* START SOURCE *

Skip to content

Mixing UCX pml and osc performance degradation #9080

Open
@devreal

Description

@devreal

I have been working on an experimental extension to MPI that is built on top of osc/ucx. Unfortunately, during experiments with PaRSEC I found that the combination of osc/ucx and pml/ucx leads to a significant performance degradation. I have not been able to reproduce this with a small example but I have been able to observe this behavior in a modified PaRSEC runtime where the data payload is transferred through both P2P and RMA operations.

In the PaRSEC runtime, a single thread manages the communication of all task inputs/outputs by sending active messages and posting nonblocking sends and receives. The active messages may potentially lead to a high number of unexpected messages. In the below figure, this is PaRSEC vanilla. A certain loss in per-node performance in such a relatively small Cholesky factorization with small tiles is expected as more nodes require more active messages and the communication becomes dominant.

* END SOURCE *

STATED GOAL 1
Write out the passage of the issue on mixing UCX pml and osc starting at "In the PaRSEC" and ending at "communication becomes dominant.".

* START GIVEN INFORMATION *

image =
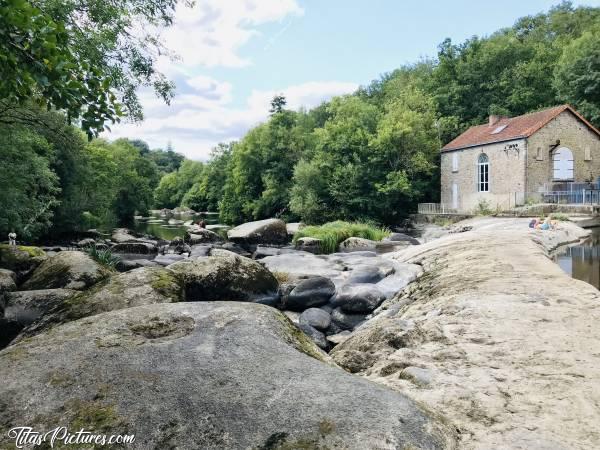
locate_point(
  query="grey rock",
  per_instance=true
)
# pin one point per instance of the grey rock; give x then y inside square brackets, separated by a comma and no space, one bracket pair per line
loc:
[143,286]
[308,244]
[418,375]
[353,244]
[346,321]
[200,250]
[87,242]
[358,298]
[316,336]
[401,237]
[340,337]
[202,236]
[186,376]
[269,231]
[9,330]
[262,251]
[68,270]
[302,265]
[227,277]
[293,227]
[125,265]
[138,247]
[167,260]
[25,307]
[316,318]
[8,281]
[20,258]
[315,291]
[122,235]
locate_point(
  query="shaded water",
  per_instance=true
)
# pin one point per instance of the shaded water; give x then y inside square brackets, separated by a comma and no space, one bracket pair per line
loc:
[159,226]
[583,261]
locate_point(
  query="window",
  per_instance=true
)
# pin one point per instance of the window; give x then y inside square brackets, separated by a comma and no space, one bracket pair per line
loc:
[483,173]
[563,164]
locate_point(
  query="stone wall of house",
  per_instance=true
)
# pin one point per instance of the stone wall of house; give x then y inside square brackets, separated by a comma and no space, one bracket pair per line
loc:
[572,134]
[507,176]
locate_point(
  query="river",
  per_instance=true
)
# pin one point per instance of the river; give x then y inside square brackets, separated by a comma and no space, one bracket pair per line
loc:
[171,227]
[583,261]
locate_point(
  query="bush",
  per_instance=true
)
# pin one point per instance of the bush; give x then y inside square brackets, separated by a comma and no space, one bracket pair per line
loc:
[104,257]
[332,234]
[560,217]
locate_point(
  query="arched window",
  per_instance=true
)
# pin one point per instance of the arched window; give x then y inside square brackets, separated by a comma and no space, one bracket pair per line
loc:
[483,173]
[562,160]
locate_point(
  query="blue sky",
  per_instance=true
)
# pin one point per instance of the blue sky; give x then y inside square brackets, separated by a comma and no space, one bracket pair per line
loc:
[234,55]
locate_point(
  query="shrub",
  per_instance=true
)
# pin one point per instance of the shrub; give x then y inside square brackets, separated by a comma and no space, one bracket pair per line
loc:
[332,234]
[104,257]
[560,217]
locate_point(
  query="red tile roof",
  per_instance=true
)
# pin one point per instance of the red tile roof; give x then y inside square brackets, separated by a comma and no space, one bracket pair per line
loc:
[514,128]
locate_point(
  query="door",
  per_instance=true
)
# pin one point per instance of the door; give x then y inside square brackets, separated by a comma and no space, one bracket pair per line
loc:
[454,196]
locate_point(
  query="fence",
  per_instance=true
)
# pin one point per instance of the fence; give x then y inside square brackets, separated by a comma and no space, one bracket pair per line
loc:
[436,209]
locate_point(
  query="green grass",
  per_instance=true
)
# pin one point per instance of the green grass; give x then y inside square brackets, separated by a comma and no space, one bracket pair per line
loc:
[332,234]
[104,257]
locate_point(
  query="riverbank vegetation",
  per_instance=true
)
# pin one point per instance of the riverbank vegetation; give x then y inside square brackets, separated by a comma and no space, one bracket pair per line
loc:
[372,155]
[332,234]
[375,154]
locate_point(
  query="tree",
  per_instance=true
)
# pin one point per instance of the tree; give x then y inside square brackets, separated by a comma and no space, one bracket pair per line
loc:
[277,104]
[82,56]
[29,187]
[577,75]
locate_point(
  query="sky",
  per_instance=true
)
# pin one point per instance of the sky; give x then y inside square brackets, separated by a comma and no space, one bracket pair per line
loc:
[233,56]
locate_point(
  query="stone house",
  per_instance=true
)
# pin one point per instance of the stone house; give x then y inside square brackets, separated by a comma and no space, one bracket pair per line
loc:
[510,161]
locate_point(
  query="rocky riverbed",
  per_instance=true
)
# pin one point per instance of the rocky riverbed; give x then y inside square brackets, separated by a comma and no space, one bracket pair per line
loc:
[474,339]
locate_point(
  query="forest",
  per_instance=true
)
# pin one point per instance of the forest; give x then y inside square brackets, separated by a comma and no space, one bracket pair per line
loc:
[369,156]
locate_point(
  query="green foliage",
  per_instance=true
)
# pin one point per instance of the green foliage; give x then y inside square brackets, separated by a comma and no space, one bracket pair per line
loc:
[28,184]
[103,256]
[332,234]
[82,56]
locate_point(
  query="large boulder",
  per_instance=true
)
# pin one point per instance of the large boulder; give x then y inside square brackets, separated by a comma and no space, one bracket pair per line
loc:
[20,258]
[315,291]
[143,286]
[25,307]
[69,270]
[202,236]
[122,235]
[353,244]
[227,277]
[203,376]
[269,231]
[358,298]
[137,247]
[8,281]
[316,318]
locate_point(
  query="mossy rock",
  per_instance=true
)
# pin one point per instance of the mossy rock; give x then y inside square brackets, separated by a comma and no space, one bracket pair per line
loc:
[143,286]
[68,270]
[20,257]
[200,376]
[227,277]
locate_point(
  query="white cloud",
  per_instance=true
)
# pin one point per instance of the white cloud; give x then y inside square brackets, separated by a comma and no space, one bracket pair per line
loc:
[211,33]
[195,124]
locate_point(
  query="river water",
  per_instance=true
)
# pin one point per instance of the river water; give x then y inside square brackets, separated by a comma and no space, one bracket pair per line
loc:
[160,227]
[583,261]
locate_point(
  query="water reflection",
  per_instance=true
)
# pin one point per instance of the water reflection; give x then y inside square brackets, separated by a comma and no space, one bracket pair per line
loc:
[583,261]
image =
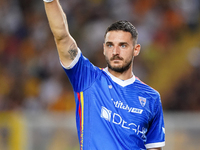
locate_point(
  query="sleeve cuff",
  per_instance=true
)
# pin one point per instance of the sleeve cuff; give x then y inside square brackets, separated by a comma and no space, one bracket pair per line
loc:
[73,63]
[155,145]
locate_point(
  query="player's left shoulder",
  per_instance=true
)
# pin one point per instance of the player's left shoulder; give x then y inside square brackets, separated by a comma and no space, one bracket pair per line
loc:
[145,87]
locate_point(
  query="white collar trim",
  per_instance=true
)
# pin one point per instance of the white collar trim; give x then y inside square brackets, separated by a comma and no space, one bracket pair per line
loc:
[123,83]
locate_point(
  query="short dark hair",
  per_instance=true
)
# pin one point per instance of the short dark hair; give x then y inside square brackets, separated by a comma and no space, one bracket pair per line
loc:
[124,26]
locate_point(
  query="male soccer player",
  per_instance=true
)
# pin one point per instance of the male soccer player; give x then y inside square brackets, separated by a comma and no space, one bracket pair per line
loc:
[114,109]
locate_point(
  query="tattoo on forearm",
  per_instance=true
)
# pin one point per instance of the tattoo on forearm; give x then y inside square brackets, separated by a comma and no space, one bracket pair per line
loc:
[73,52]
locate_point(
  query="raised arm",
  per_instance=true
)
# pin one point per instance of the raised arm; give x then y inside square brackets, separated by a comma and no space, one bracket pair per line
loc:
[66,45]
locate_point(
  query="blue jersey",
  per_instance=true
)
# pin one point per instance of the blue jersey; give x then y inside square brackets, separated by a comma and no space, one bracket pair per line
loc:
[112,114]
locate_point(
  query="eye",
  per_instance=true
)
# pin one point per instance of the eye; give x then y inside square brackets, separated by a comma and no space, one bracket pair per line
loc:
[109,45]
[123,45]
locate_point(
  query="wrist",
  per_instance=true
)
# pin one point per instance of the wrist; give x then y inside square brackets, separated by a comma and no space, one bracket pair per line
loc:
[48,1]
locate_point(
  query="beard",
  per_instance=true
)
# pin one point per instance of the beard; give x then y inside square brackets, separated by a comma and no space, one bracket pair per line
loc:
[119,69]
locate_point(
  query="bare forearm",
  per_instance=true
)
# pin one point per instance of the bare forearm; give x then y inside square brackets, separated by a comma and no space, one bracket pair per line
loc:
[59,27]
[57,19]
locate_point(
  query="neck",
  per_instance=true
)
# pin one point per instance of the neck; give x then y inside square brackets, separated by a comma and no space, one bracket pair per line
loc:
[122,75]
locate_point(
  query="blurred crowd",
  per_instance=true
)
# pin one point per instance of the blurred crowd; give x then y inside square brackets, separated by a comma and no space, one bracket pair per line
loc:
[31,77]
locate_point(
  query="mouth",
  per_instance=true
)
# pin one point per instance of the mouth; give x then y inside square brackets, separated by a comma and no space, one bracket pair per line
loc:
[116,58]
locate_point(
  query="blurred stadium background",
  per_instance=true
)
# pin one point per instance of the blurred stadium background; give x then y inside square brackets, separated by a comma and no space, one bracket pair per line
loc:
[36,98]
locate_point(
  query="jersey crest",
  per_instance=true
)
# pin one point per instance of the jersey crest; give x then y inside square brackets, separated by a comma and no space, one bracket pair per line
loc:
[142,101]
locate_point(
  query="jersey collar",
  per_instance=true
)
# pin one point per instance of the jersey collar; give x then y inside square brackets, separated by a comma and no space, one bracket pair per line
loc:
[123,83]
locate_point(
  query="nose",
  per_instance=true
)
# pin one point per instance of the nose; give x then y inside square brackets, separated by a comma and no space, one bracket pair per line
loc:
[116,50]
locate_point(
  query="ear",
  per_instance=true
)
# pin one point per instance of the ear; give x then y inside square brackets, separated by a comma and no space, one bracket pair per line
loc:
[137,49]
[104,48]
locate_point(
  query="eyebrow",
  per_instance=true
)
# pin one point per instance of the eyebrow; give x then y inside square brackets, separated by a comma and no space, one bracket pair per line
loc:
[120,43]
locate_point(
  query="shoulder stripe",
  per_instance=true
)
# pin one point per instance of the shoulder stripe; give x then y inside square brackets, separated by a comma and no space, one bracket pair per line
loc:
[81,112]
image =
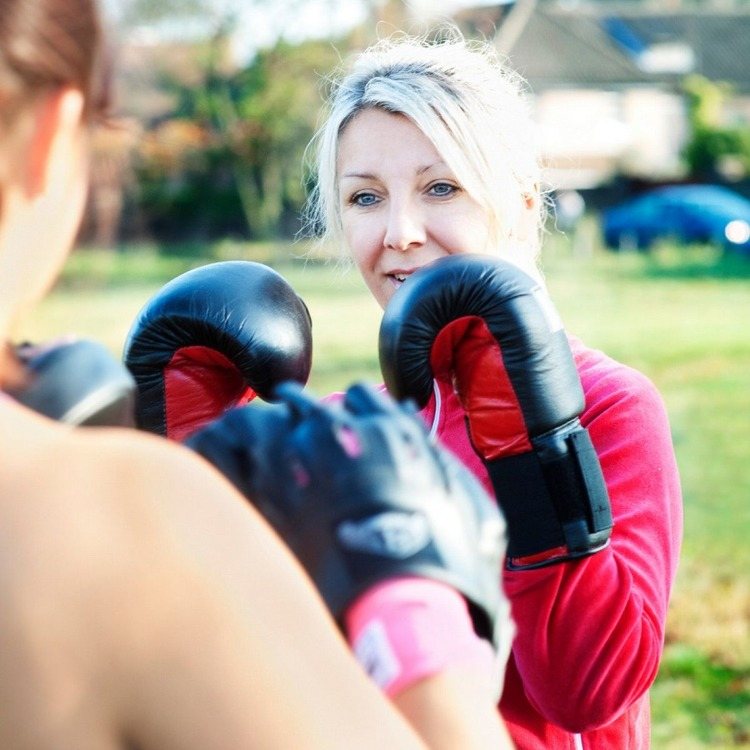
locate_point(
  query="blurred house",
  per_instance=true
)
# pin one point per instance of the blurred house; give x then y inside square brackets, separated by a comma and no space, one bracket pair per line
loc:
[606,78]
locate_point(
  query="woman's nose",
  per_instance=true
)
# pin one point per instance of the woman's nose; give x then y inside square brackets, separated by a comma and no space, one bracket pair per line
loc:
[405,228]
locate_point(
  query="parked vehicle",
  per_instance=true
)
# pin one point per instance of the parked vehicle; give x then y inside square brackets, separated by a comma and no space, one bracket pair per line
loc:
[684,213]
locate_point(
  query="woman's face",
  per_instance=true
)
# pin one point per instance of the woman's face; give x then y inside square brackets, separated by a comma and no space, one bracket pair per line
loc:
[401,206]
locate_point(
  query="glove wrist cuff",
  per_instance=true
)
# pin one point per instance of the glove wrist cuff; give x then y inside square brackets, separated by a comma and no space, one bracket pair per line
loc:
[393,634]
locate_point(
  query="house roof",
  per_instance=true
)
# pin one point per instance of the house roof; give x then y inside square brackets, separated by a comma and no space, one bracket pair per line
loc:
[607,45]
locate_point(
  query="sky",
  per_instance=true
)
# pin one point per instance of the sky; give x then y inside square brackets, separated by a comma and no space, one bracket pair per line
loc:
[260,22]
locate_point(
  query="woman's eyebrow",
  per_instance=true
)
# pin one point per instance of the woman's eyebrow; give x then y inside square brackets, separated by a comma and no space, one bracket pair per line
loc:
[370,176]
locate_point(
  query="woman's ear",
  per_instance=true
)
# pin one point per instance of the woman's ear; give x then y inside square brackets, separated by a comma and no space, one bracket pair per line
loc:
[56,125]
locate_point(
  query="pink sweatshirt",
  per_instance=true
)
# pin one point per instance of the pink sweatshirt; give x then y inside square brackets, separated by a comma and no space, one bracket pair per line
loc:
[590,633]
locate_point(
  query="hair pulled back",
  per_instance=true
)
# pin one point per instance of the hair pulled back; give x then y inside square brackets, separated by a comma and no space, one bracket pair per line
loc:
[472,107]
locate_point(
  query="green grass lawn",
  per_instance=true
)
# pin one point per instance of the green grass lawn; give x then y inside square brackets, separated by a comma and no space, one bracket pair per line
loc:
[681,316]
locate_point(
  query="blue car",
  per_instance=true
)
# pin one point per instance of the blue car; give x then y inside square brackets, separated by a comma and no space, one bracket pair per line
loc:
[684,213]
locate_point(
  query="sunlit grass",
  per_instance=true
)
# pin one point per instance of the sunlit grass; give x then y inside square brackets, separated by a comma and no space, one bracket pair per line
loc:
[680,315]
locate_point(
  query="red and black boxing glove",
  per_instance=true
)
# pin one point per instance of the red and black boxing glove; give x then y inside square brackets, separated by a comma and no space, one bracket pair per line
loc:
[214,338]
[488,327]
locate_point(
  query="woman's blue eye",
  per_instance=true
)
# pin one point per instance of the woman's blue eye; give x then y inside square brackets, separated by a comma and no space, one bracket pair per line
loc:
[442,189]
[364,199]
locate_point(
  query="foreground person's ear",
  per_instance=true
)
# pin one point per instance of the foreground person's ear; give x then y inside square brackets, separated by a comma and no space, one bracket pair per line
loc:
[56,127]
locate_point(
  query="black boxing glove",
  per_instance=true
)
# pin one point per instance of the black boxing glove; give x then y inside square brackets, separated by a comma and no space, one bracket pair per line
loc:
[361,495]
[491,329]
[214,338]
[77,382]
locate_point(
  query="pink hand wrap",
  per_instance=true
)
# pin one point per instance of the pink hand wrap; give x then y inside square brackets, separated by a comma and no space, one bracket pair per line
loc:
[408,629]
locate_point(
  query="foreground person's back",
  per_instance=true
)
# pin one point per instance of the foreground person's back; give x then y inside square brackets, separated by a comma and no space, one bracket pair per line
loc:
[138,615]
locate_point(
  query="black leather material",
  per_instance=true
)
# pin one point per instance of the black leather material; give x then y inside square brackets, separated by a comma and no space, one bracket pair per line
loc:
[361,494]
[554,496]
[77,382]
[243,310]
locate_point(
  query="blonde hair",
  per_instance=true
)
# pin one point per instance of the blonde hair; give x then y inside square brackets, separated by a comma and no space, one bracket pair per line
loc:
[471,107]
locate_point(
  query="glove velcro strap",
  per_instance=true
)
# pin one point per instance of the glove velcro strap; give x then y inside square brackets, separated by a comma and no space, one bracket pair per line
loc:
[554,499]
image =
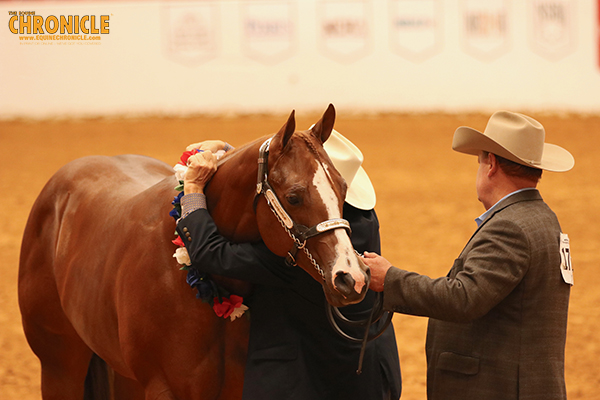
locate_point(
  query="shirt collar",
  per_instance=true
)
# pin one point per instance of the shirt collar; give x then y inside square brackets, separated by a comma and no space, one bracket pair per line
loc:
[479,220]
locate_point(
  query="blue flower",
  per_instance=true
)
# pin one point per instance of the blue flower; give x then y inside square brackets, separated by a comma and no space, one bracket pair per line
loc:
[202,283]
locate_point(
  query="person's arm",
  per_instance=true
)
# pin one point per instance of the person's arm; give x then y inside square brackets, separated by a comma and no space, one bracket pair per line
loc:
[489,272]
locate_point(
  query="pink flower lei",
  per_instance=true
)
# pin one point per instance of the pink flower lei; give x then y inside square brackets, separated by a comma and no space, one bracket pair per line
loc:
[223,303]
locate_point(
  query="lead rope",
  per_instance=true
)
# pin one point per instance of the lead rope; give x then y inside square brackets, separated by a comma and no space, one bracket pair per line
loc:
[300,245]
[363,346]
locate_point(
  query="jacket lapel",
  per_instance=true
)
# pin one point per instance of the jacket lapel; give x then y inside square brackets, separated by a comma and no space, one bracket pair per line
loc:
[527,195]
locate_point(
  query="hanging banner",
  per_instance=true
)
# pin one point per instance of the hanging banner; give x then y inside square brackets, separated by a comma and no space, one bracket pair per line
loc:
[189,32]
[485,28]
[268,33]
[344,30]
[416,28]
[552,28]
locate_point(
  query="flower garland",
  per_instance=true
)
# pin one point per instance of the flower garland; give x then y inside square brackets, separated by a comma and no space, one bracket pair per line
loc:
[223,303]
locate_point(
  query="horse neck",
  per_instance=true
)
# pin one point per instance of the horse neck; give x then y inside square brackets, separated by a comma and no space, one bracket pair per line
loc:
[230,194]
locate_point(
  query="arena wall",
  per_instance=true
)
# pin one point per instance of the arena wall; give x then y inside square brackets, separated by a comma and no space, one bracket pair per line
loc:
[271,56]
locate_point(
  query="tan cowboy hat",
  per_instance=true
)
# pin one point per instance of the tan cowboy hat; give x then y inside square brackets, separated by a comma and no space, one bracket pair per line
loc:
[347,159]
[517,138]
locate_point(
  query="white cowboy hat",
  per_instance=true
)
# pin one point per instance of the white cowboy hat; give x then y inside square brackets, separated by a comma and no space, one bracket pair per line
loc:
[516,137]
[347,159]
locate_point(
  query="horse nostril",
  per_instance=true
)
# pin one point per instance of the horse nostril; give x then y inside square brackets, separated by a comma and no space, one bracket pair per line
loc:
[344,283]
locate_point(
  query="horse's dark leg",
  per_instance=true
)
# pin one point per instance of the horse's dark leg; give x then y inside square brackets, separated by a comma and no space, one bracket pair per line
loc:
[127,389]
[98,382]
[63,355]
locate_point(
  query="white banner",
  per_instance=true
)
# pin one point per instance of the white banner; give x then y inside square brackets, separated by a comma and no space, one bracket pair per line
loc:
[268,30]
[189,32]
[415,28]
[486,28]
[552,28]
[344,29]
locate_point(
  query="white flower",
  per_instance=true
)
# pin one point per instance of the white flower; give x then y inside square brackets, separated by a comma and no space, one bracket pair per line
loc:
[238,312]
[219,154]
[182,256]
[180,171]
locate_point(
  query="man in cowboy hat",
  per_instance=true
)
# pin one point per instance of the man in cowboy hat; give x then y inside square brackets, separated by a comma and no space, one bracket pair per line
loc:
[498,320]
[293,352]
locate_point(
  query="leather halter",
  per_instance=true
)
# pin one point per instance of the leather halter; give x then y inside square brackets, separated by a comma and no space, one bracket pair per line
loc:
[297,232]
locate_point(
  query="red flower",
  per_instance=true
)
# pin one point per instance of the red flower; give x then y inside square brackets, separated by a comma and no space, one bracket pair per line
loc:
[228,306]
[178,241]
[186,155]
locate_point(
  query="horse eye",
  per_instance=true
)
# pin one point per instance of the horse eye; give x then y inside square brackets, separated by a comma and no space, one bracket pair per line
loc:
[293,199]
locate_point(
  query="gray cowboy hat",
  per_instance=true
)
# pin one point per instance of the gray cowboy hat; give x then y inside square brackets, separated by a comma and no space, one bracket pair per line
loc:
[516,137]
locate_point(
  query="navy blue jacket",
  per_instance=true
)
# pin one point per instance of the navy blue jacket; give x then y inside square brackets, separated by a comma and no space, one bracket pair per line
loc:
[293,351]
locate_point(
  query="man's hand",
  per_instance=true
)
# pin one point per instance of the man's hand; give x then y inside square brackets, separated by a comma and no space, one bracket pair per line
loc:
[201,167]
[212,145]
[379,267]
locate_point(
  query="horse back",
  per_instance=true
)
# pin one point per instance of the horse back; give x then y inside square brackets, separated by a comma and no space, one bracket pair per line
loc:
[78,241]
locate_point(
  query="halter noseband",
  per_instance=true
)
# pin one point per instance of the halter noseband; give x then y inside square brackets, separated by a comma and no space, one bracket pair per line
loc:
[297,232]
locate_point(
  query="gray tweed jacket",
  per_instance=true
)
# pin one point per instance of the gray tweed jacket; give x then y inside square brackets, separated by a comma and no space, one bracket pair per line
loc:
[498,320]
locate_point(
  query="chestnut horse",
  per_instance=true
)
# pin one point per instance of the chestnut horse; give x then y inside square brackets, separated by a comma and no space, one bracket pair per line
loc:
[98,280]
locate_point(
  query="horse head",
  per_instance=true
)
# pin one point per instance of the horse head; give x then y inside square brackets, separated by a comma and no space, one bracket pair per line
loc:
[304,201]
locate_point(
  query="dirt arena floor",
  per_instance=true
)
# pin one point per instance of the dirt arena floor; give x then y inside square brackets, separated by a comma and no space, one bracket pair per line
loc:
[426,205]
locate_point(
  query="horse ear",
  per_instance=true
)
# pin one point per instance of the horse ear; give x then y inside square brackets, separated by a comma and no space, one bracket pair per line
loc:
[322,129]
[287,130]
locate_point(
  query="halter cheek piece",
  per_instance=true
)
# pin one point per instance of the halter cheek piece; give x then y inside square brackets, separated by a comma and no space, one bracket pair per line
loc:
[297,232]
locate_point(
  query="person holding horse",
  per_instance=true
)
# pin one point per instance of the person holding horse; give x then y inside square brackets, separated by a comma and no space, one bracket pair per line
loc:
[498,320]
[293,351]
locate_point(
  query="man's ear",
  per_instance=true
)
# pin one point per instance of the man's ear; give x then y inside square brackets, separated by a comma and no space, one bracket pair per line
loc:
[492,160]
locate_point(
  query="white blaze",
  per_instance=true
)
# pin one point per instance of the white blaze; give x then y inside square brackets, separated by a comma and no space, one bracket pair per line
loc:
[346,259]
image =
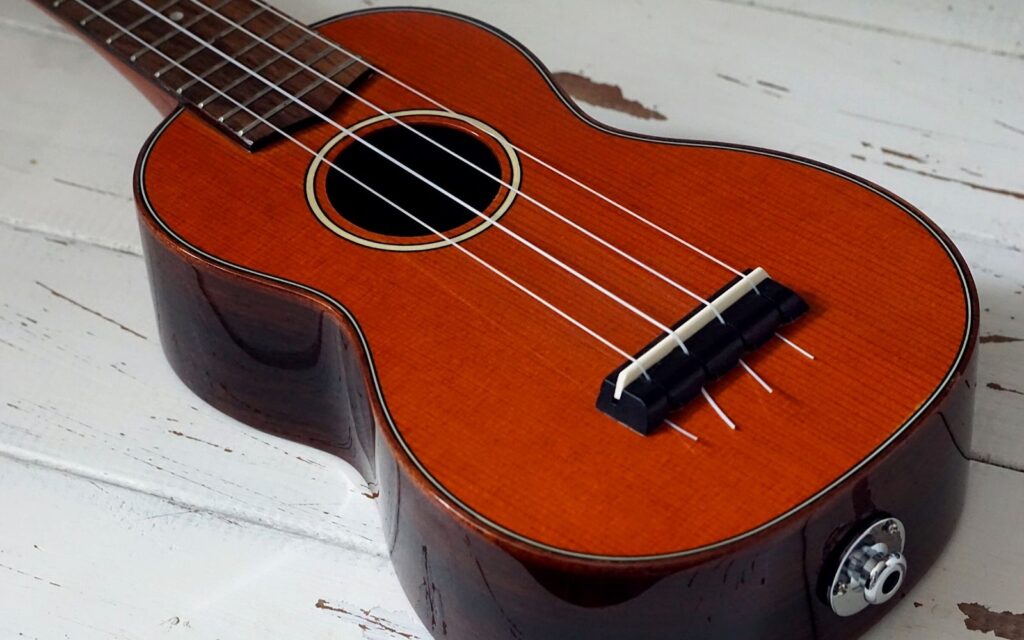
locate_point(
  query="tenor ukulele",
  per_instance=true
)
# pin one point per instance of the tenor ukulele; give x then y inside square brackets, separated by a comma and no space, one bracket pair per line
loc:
[606,385]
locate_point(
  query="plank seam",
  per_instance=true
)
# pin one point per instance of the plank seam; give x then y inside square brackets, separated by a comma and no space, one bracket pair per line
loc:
[50,463]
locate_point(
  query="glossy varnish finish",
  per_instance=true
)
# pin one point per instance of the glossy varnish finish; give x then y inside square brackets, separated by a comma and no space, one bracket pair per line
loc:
[494,395]
[513,508]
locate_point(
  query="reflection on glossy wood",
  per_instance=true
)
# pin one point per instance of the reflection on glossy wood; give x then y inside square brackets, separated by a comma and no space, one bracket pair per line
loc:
[528,453]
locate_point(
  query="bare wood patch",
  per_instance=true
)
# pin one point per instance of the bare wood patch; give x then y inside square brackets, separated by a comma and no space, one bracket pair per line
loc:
[367,620]
[945,178]
[1001,624]
[601,94]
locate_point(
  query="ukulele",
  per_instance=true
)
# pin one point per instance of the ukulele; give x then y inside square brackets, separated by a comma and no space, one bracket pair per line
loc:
[606,385]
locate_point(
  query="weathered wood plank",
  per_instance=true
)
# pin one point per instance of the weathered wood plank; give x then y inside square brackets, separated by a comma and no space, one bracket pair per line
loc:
[94,560]
[138,564]
[96,431]
[84,388]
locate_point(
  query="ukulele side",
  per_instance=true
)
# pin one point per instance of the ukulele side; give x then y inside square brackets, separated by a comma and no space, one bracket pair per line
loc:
[294,363]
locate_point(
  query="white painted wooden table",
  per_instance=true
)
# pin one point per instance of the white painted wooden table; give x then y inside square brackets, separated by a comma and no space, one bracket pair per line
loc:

* END GIVEN INFORMATION *

STATED GOAL 2
Show every line of the rows that contains the string "short", matching case exactly.

FINISHED ANSWER 1
In the PaRSEC runtime, a single thread manages the communication of all task inputs/outputs by sending active messages and posting nonblocking sends and receives. The active messages may potentially lead to a high number of unexpected messages. In the below figure, this is PaRSEC vanilla. A certain loss in per-node performance in such a relatively small Cholesky factorization with small tiles is expected as more nodes require more active messages and the communication becomes dominant.

FINISHED ANSWER 2
  query="short dark hair",
# pin one point per instance of the short dark hair; give x then y inside square brackets, separated by a comma and no space, one bracket pair per line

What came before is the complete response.